Source information =
╔══

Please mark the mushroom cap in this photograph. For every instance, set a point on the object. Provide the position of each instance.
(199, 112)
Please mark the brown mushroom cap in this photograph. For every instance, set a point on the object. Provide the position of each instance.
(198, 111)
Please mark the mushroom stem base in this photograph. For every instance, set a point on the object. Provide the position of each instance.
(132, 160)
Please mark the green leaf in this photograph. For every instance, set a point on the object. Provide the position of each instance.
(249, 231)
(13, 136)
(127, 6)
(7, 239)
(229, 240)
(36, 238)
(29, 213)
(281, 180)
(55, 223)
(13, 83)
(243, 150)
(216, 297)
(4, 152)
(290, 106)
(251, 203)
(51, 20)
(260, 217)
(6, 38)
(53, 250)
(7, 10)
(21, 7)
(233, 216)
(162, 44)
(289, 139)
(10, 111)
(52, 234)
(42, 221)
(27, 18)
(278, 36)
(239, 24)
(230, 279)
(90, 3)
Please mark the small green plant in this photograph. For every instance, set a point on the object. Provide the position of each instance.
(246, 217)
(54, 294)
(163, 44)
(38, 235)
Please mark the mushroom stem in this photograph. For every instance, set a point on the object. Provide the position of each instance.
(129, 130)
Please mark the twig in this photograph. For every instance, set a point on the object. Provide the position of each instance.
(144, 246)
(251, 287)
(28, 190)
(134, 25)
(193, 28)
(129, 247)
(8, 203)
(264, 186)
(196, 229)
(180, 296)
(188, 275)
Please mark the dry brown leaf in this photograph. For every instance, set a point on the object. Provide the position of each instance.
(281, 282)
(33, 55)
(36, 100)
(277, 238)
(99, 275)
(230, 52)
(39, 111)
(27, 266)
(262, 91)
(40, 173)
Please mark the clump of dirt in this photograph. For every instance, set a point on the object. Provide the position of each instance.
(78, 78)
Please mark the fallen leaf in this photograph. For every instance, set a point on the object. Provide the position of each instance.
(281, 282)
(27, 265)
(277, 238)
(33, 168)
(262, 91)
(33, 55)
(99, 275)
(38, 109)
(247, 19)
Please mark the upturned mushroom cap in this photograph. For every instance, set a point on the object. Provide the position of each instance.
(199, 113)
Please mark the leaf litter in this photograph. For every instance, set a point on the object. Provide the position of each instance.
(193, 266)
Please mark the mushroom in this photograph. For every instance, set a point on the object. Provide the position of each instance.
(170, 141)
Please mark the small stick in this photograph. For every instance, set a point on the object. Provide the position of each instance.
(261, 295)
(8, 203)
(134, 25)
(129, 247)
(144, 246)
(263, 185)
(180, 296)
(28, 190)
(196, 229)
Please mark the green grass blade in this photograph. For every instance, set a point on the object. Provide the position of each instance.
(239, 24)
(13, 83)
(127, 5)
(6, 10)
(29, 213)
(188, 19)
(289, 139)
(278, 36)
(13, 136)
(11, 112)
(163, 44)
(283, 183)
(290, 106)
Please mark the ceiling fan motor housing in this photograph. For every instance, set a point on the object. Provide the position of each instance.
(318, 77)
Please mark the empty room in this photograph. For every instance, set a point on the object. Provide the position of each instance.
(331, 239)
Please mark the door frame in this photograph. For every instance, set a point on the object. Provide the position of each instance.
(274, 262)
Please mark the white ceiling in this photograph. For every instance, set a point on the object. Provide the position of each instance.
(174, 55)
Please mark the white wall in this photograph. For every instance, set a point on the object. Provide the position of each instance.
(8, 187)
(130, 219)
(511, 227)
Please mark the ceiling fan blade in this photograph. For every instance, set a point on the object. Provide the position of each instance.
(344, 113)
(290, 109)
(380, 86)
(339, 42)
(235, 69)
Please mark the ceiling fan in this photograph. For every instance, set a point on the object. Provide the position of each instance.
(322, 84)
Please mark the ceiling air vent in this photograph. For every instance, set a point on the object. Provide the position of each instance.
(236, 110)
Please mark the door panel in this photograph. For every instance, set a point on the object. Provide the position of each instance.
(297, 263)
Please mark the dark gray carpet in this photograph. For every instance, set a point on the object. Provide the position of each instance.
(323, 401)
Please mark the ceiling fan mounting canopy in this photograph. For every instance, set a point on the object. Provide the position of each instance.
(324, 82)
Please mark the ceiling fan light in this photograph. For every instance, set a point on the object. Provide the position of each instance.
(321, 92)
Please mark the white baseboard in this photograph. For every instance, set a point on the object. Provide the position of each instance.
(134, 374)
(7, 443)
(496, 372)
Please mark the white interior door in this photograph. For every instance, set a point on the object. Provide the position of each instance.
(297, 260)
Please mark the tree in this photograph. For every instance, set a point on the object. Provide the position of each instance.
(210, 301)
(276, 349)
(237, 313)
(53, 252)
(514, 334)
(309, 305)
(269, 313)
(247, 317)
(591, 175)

╚══

Goal of the exercise =
Return all of the material exactly as written, from the first line through the last.

Solution to the problem =
Please mark the mushroom cap in this photograph. For every instance, set a point on the object. Provide the position of each instance.
(199, 112)
Please mark the brown mushroom cap in this photograph. For every instance, set a point on the object. Provide the position of each instance.
(198, 111)
Please mark the mushroom stem base in this photograph. For every instance, set a point on the object. Provide the position of each instance.
(132, 160)
Please mark the green leaf in this photograph. For every instance, set a point on the object. Provide the position of each instance.
(249, 231)
(13, 136)
(127, 6)
(7, 239)
(229, 240)
(36, 238)
(29, 213)
(281, 180)
(55, 223)
(13, 83)
(243, 150)
(216, 297)
(4, 152)
(290, 106)
(251, 203)
(51, 20)
(260, 217)
(6, 38)
(53, 250)
(7, 10)
(21, 7)
(233, 216)
(162, 44)
(289, 139)
(10, 111)
(52, 234)
(42, 221)
(27, 18)
(278, 36)
(239, 24)
(230, 279)
(90, 3)
Please mark the small green plant in this photograph. For every instance, set a point on the object. Provide the position of each instance.
(246, 217)
(54, 294)
(163, 44)
(38, 235)
Please mark the mushroom stem in this photograph. For every instance, set a point on the object. Provide the position of each instance.
(129, 130)
Please mark the twig in this photograph. For every instance, set a point on the object. Provide the position of each instance.
(144, 246)
(251, 287)
(28, 190)
(134, 25)
(193, 28)
(129, 247)
(8, 203)
(264, 186)
(196, 229)
(180, 296)
(188, 275)
Please mark the dry brown leaf in this photograph. For every instance, set a point on the object. Provide the position of each instance.
(281, 282)
(33, 55)
(36, 100)
(277, 238)
(99, 275)
(230, 52)
(39, 111)
(27, 266)
(262, 91)
(40, 173)
Please mark the clump of dirt in this photograph. For every instance, set a point on the object. Provide the position of each instance.
(78, 78)
Please mark the fallen leaf in this photograph. For every instance, set a point on the object. Provide the position of each instance.
(281, 282)
(27, 265)
(277, 238)
(33, 168)
(262, 91)
(33, 55)
(99, 275)
(38, 109)
(247, 19)
Please mark the upturned mushroom cap in this photograph. For every instance, set a point on the object. Provide the position of each instance.
(199, 113)
Please mark the leaf litter in this photograph. For every instance, set a point on the object. Provide the position of each instance.
(193, 266)
Please mark the mushroom in this photograph. For every instance, set a point on the object. Provide the position of each instance.
(170, 141)
Please mark the small stick in this photograph. For every instance, set a point on the object. Provide the position of each instance.
(261, 295)
(8, 203)
(134, 25)
(129, 247)
(144, 246)
(263, 185)
(180, 296)
(28, 190)
(196, 229)
Please mark the green grass blade in this photograph. For every instance, set a point on the object. Provide the position of each instance.
(239, 24)
(13, 83)
(127, 5)
(6, 10)
(29, 213)
(188, 19)
(289, 139)
(278, 36)
(13, 136)
(11, 112)
(163, 44)
(283, 183)
(290, 106)
Please mark the ceiling fan motor housing in this photograph. For every instance, set a point on the object. Provide the position of each instance.
(318, 77)
Please mark the empty room in this photograph. For every instance, set a point on the object. Provide the position of each instance.
(331, 239)
Please mark the door frame in this photograph. For every instance, set a point on the object. Provide the position of each instance.
(274, 262)
Please mark the white ceiling in this photograph. For every instance, set a point on the object. Provide the position of each instance.
(174, 55)
Please mark the white wall in this photograph. For every instance, set a point on the object. Provide the position of each instance.
(8, 187)
(130, 219)
(511, 227)
Please mark the ceiling fan blade in this photograph. For every instance, set a point on the object. Provide the position of each instance.
(344, 113)
(290, 109)
(380, 86)
(339, 42)
(235, 69)
Please mark the ceiling fan in this photograph. For every instance, set a point on the object. Provide the position of each instance.
(322, 84)
Please mark the ceiling air vent in this photograph. For every instance, set a point on the object. Provide the position of each instance.
(236, 110)
Please mark the door panel in this photograph. For every instance, set a point on the object. Provide the position of each instance.
(297, 263)
Please mark the dark gray carpet in this photograph. For every instance, set a point on the object. Provide the position of each instance.
(323, 401)
Please mark the ceiling fan mounting canopy in this photograph. For every instance, set a point on the object. Provide the position of each instance.
(324, 82)
Please mark the ceiling fan light in this photograph. For every instance, set a point on the object. Provide the position of each instance.
(321, 92)
Please mark the white baseboard in this photograph. For every instance, set a point on the object. Provide the position of each instance.
(134, 374)
(7, 443)
(496, 372)
Please mark the white interior door in this photograph. For every instance, set a point on the object. Provide the position of each instance.
(297, 260)
Please mark the tree in this photograph. For every instance, set a point on the object. Provide the position of each instance.
(210, 301)
(276, 349)
(237, 313)
(53, 252)
(514, 334)
(309, 305)
(269, 313)
(247, 317)
(591, 175)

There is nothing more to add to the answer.